Hubschrauber, Polizei und Verfassungsschutz. Alle an der Elbchaussee

Prozessbericht zum 23./24. Prozesstag im Elbchaussee-Prozess

Donnerstag 2. Mai

Am Vormittag wurden vier Polizeibeamt*innen als Zeug*innen gehört. Sie wurden zum Zustandekommen der teilweise eklatant unzutreffenden Vermerke in der Akte bezüglich der Anwohner*innenbefragungen vernommen. Neben üblichen standardisierten Polizeizeug*innen-Aussagen wie z. B.: „Wenn ich das so aufgeschrieben habe, wird sie das auch so gesagt haben“, stellte sich heraus, dass sie unabhängig von ihren Vermerken keine konkreten Erinnerungen mehr an die Befragungen haben. Es ergaben sich erhebliche Fehlerquellen zu den Vermerken. So blieb unklar, ob die Zeug*innen eigentlich vor der Befragung durch die Polizei belehrt wurden. Die Lesart ist nun, dass es sich ja bloß um eine „informatorische Befragung“ und nicht um eine Vernehmung gehandelt habe. Teilweise fanden nach den Telefonaten mit Zeug*innen und noch vor der Verschriftlichung dieser, polizeiinterne Gespräche statt, ob die Zeug*innen auf Grund der mitgeteilten Inhalte förmlich zu vernehmen seien oder nicht. Außerdem ergab sich bei den Aussagen zum Teil ausdrücklich, dass die Ermittlungen bei den Anwohner*innenbefragungen grundlegend mit einem elementaren Makel behaftet sind: Tatsächlich war der Auftrag an die ermittelnden Beamt*innen Zeug*innen zu finden, die über Videos und Fotos verfügen, die für Identifizierungen (!) geeignet sind. Es ging also in allererster Linie darum, gut verwertbares Fahndungs-Material zu finden um „Verantwortliche“ ausfindig zu machen. Sämtliche Zeug*innenangaben zu Beobachtungen, Ablauf etc. waren für die Ermittelnden in diesem Moment nicht maßgeblich und wurden unhinterfragt und eben zum Teil falsch wiedergegeben aufgeschrieben. Man wollte Hinweise nur festhalten, um später im Laufe der Ermittlungen darauf zurückgreifen zu können. Es war offenbar nicht vorgesehen gewesen, dass die Staatsanwaltschaft diesen „Beifang“ dann als einen wichtigen Beleg in der Anklage nutzen würde. Dies entspricht auch der Qualität der Berichte. Eine daran anschließende Erklärung der Verteidigung veranlasste die Vorsitzende Richterin sinngemäß zu der Aussage, dass man ihrem Eindruck nach „alles neu“ erfragen müsse.

* ANFORDERUNGEN:
**a.** Warum wurden laut Prozessbericht die Angaben der Zeug*innen zu Beobachtungen und Ablauf unhinterfragt und teilweise falsch aufgeschrieben? Antworten Sie in ein bis drei Sätzen.
**b.** Wie lautet der Satz „So blieb unklar, ob die Zeug*innen eigentlich vor der Befragung durch die Polizei belehrt wurden.“ aus dem Prozessbericht auf Englisch?
Die Datensätze sind eigenständiges Material und gehören nicht zum Prozessbericht.

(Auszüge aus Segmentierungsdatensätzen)
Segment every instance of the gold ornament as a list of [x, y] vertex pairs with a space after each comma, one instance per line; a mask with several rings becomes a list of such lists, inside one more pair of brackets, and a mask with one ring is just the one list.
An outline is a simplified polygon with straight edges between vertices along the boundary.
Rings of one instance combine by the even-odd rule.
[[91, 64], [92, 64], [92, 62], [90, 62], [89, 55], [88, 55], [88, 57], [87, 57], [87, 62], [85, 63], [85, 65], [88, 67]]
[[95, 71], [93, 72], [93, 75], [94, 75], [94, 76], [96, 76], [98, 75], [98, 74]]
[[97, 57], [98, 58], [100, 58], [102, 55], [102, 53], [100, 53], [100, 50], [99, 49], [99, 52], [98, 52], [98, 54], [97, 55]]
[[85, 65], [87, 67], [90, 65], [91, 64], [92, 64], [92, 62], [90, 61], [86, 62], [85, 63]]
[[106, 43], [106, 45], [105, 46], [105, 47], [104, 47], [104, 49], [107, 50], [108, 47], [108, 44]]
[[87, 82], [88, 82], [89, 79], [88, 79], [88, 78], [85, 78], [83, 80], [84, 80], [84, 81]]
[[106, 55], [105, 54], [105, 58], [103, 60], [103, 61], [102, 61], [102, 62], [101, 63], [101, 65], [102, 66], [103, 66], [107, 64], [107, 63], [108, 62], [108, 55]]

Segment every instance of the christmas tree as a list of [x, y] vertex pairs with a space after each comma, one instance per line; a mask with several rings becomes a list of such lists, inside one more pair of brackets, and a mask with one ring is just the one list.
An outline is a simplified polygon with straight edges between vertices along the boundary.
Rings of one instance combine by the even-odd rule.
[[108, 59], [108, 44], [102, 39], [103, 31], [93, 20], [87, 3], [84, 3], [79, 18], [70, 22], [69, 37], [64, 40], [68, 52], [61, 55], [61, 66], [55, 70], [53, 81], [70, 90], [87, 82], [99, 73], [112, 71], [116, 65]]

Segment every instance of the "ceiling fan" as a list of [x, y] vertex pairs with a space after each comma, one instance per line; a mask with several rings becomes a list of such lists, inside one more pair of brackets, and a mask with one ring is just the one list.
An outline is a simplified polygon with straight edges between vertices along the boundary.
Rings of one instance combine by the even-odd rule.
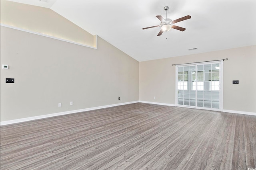
[[174, 23], [175, 23], [178, 22], [180, 22], [184, 20], [188, 20], [188, 19], [191, 18], [191, 17], [190, 16], [186, 16], [183, 17], [182, 17], [180, 18], [177, 19], [174, 21], [172, 21], [170, 18], [167, 18], [167, 10], [169, 9], [169, 7], [165, 6], [164, 8], [164, 9], [165, 10], [165, 19], [164, 18], [161, 16], [156, 16], [157, 18], [158, 18], [160, 21], [161, 24], [160, 25], [152, 26], [152, 27], [146, 27], [146, 28], [142, 28], [142, 29], [147, 29], [148, 28], [154, 28], [154, 27], [161, 27], [161, 30], [157, 35], [157, 36], [160, 36], [164, 32], [167, 32], [170, 31], [171, 28], [174, 28], [174, 29], [178, 29], [178, 30], [181, 31], [185, 31], [186, 28], [182, 28], [182, 27], [179, 27], [178, 26], [174, 25]]

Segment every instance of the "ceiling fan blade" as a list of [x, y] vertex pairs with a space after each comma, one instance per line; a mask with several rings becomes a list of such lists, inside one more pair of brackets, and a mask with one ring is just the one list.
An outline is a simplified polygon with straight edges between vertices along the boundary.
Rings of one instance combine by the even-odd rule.
[[186, 30], [186, 28], [174, 25], [172, 26], [172, 28], [178, 29], [178, 30], [181, 31], [184, 31]]
[[157, 35], [157, 36], [160, 36], [160, 35], [162, 35], [162, 33], [163, 33], [163, 32], [164, 32], [164, 31], [162, 31], [162, 29], [161, 29], [161, 30], [160, 30], [160, 31], [159, 32], [159, 33], [158, 33], [158, 34]]
[[184, 20], [188, 20], [188, 19], [191, 18], [191, 17], [190, 16], [186, 16], [184, 17], [181, 18], [180, 18], [177, 19], [174, 21], [172, 21], [172, 22], [173, 23], [176, 23], [178, 22], [180, 22], [181, 21], [184, 21]]
[[160, 27], [160, 25], [152, 26], [152, 27], [146, 27], [146, 28], [142, 28], [142, 29], [147, 29], [148, 28], [154, 28], [154, 27]]
[[165, 20], [164, 20], [164, 18], [161, 16], [156, 16], [156, 18], [158, 18], [158, 20], [161, 21], [161, 22], [165, 22]]

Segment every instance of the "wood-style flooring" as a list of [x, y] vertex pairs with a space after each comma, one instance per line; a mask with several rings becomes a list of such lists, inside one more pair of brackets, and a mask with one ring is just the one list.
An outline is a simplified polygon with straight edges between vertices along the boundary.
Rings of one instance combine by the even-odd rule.
[[138, 103], [0, 127], [1, 170], [256, 168], [256, 116]]

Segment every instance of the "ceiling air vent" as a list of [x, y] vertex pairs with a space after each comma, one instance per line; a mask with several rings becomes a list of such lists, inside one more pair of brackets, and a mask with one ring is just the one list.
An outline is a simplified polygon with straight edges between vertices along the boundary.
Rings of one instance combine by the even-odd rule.
[[197, 48], [193, 48], [192, 49], [188, 49], [188, 50], [190, 51], [190, 50], [197, 50]]

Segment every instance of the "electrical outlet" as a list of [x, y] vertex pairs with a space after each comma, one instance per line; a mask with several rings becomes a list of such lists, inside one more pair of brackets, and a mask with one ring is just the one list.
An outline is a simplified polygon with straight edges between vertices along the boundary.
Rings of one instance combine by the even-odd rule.
[[14, 79], [6, 78], [5, 79], [5, 82], [6, 83], [14, 83]]

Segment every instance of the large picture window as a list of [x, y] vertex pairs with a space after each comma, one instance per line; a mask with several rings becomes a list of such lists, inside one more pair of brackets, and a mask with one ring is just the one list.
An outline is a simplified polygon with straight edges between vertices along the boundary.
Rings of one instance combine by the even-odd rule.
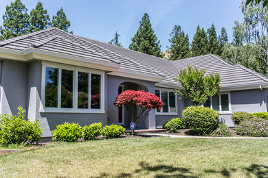
[[157, 110], [157, 114], [176, 114], [177, 102], [175, 90], [168, 89], [155, 90], [155, 95], [165, 103], [161, 110]]
[[96, 112], [103, 110], [102, 73], [85, 71], [44, 66], [42, 102], [45, 110]]

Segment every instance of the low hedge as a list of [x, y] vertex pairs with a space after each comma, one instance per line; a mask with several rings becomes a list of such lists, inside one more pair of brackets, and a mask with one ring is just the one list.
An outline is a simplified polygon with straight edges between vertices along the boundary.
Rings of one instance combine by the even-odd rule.
[[214, 110], [201, 106], [190, 106], [182, 112], [185, 125], [199, 135], [208, 135], [218, 128], [219, 114]]
[[181, 129], [183, 127], [183, 120], [181, 118], [172, 118], [163, 125], [163, 128], [172, 133], [176, 132], [177, 130]]

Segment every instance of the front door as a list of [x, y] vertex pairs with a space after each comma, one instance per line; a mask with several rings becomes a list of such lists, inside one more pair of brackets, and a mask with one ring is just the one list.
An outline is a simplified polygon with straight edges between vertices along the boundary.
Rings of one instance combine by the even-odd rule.
[[[124, 91], [124, 86], [120, 85], [118, 88], [118, 94]], [[118, 124], [124, 125], [124, 107], [118, 109]]]

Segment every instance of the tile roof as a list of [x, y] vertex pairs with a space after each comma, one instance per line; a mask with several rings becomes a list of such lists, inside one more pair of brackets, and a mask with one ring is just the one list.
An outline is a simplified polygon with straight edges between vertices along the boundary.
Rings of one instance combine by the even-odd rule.
[[268, 82], [268, 78], [241, 65], [234, 65], [212, 54], [170, 61], [123, 47], [47, 28], [0, 42], [0, 47], [18, 51], [28, 48], [71, 55], [98, 61], [120, 64], [120, 68], [155, 76], [165, 76], [159, 84], [178, 85], [173, 78], [179, 68], [190, 65], [218, 73], [223, 87]]

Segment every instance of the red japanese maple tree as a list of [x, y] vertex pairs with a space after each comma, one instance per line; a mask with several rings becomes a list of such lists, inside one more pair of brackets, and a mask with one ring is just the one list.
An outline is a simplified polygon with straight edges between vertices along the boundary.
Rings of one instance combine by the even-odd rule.
[[153, 93], [139, 90], [126, 90], [118, 95], [115, 105], [118, 108], [124, 105], [132, 122], [136, 127], [142, 123], [153, 109], [161, 110], [164, 103]]

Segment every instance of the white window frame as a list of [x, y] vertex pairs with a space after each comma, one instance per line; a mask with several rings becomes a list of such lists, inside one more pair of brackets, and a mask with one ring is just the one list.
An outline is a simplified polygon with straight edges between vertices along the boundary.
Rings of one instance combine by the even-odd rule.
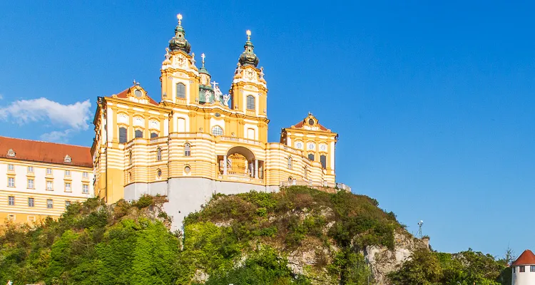
[[[50, 185], [50, 187], [49, 187], [49, 185]], [[46, 190], [49, 191], [54, 191], [54, 182], [53, 181], [46, 180]]]
[[15, 196], [8, 196], [7, 197], [7, 205], [8, 206], [14, 206], [15, 205]]
[[15, 187], [15, 177], [7, 177], [7, 187]]

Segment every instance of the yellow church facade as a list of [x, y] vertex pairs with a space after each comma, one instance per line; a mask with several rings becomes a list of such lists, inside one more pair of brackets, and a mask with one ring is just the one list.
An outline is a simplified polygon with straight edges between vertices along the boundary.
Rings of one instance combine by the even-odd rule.
[[337, 134], [308, 114], [268, 142], [268, 86], [250, 32], [223, 94], [178, 16], [161, 66], [160, 102], [138, 83], [100, 97], [91, 147], [95, 194], [108, 203], [162, 195], [178, 227], [214, 193], [335, 187]]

* SCHRIFTLICHE ANTWORTEN:
**a.** Der Auftrag an die ermittelnden Beamt*innen lautete, Zeug*innen mit Videos und Fotos zu finden, die sich für Identifizierungen eignen. Es ging also vor allem um verwertbares Fahndungsmaterial. Angaben zu Beobachtungen und Ablauf waren für die Ermittelnden in diesem Moment nicht maßgeblich und wurden nur festgehalten, um später darauf zurückgreifen zu können.

**b.** It thus remained unclear whether the witnesses had actually been advised of their rights before being questioned by the police.